» **PROBLEM DETAILS**
Scale every x and y coordinate by 1.1 in the items between the line containing "of the standing" and the end of the items, inclusive, and write out only those lines with all other text unchanged. Round each scaled coordinate to a whole number, with halves going up.

* BEGIN TASK MATERIAL *

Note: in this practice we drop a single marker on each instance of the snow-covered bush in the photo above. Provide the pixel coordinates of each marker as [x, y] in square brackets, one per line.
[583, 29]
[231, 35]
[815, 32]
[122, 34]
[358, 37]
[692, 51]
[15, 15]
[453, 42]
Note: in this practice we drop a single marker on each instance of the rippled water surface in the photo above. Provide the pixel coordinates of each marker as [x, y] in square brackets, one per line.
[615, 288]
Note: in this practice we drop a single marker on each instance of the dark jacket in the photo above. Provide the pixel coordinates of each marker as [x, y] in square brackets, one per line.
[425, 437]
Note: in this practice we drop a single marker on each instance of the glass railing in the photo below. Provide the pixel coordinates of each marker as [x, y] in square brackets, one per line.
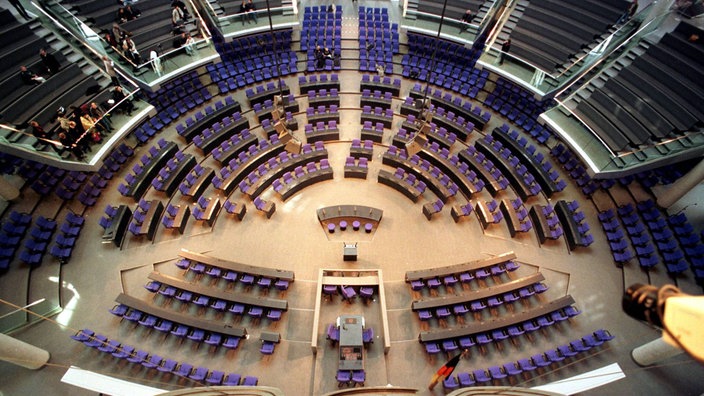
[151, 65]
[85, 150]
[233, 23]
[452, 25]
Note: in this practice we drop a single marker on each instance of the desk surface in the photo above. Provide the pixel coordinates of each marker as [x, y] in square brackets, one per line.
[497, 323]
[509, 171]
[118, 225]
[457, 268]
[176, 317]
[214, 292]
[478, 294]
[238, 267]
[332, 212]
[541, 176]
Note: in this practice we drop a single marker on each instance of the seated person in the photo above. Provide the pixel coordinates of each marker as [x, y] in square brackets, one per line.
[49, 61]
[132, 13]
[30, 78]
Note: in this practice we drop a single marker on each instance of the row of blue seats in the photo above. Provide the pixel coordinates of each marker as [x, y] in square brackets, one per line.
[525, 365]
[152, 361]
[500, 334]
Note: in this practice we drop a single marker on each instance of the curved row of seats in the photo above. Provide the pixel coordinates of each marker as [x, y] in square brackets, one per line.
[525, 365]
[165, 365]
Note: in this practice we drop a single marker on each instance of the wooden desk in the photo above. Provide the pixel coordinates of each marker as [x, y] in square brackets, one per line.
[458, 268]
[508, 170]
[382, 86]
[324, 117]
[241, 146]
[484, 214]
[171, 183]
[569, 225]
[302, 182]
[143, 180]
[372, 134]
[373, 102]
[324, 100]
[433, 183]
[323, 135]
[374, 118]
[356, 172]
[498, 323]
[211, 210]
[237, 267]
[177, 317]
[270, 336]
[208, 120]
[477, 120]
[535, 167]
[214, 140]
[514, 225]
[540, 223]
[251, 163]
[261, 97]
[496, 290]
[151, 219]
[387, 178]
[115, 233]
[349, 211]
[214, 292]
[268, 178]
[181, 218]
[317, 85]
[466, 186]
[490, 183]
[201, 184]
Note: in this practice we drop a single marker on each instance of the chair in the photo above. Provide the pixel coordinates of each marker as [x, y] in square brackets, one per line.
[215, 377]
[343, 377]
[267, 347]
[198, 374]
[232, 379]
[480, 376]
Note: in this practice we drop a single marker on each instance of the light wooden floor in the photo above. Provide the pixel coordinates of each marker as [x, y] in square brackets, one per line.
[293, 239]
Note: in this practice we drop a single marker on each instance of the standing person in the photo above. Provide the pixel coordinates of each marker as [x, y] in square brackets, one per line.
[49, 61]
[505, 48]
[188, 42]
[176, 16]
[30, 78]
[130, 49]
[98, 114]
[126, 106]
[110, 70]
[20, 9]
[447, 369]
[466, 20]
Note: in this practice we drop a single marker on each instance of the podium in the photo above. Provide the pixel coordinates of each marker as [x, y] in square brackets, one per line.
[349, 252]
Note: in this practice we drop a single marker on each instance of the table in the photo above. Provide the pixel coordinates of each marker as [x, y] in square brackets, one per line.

* END TASK MATERIAL *

» **WRITTEN SOLUTION**
Note: in this practice we drop a single marker on each instance of the standing person in the photo above. Provide the pixel coordinates of each marker as [x, y] in square brackets, one per line.
[54, 67]
[556, 53]
[207, 46]
[194, 18]
[33, 86]
[143, 54]
[108, 125]
[139, 117]
[121, 77]
[22, 10]
[492, 406]
[513, 22]
Note: in this practice we drop a single marker on each instance of the podium in the photo above. Provide the pixel coordinates of each marker as [x, y] in square brackets, one per line.
[384, 277]
Note: in this practice we drop a single marker on each instance of the table in the photo above. Provide the pixel coordinates of each marker as [x, y] in square brackets, one per line.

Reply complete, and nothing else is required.